### Excerpt provided

▶

It was then I asked myself: when was the last time I was uncomfortable?

I like my job. I get along with my family. My routines are solid. I’ve built a life with almost no discomfort.

Does this mean I’ve stopped growing as a person?

This dangerous line of thinking that has led me to where I am now — preparing for a multi-day backpacking trip through southern Utah.

Instead of the usual New Year’s resolutions of exercising more, eating fewer treats, reading more books, I resolved to put myself in uncomfortable situations. Not the kind where I’m seated next to a pervert at a wedding or wearing a bikini at the pool with my kids, but the kind that pushes me physically and mentally. I’ve gone a little dormant since turning 40, conveniently forgetting that I can still do hard things.

While on my journey for discomfort, I don’t have to be miserable. I’m not a monk. I bought a lightweight backpack, soon to be weighted down with a sleeping bag, sleeping pad, dehydrated “meals” and a wag bag — the name of which is wildly misleading. I won’t go into detail except to say BLM should stand for “bowels movements not allowed”.

Alan, the man who fitted me for the pack at R.E.I, was thrilled to learn I was going on my first backpacking trip. His enthusiasm would have been more comforting had he not said, with unsettling sincerity, “You’re going to feel things you’ve never felt before.” It remains unclear whether that was encouragement or a warning.

Soon we’ll trek south for three nights of camping after three days of hiking in solitude, except for the fact my two teenage sons invited themselves along. I’m grateful, because nothing pairs better with personal growth than teenagers pointing out everything you’re doing wrong while being deeply embarrassed by your existence. My discomfort will be their entertainment.

Still, I’m excited for them to see me struggle as I attempt something new and persevere in the end, most likely looking like Grizzly Adams.

We’re lucky to live in a place where outdoor recreation is king, where people casually speed-run mountain peaks before dinner. Which makes it slightly embarrassing that this is my first backpacking trip and that I’m this nervous about it. But discomfort is relative. For some people, it’s summiting a peak. For me, it’s voluntarily carrying my entire life on my back into the wilderness.

Brown wrote, “Integrity is choosing courage over comfort; choosing what is right over what is fun, fast, or easy; and choosing to practice our values rather than simply professing them.”

In theory, backpacking sounded like a great idea, a real opportunity to practice the value I set out to live. It will push my boundaries of comfort. It’s something I can do with my husband. I like the outdoors in controlled, return-to-my-car-after-a-few-hours kind of way. My hope is that it will feel like a mini vacation from the absolute horror show that is our current political reality.

But as departure gets closer, and the reality sets in that everything I need to survive will be strapped to my back, some regrets are creeping in.

◀

### Available data
▶

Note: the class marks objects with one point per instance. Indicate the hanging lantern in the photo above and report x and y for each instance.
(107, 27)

◀

### What to work on
[A] From the backpacking essay, list the items the writer says will weigh down the new lightweight backpack.
[B] Print the part of the backpacking essay from "I like my job." down to "as a person?" word for word.

### Task responses
[A]
- a sleeping bag
- a sleeping pad
- dehydrated "meals"
- a wag bag

[B]
I like my job. I get along with my family. My routines are solid. I’ve built a life with almost no discomfort.

Does this mean I’ve stopped growing as a person?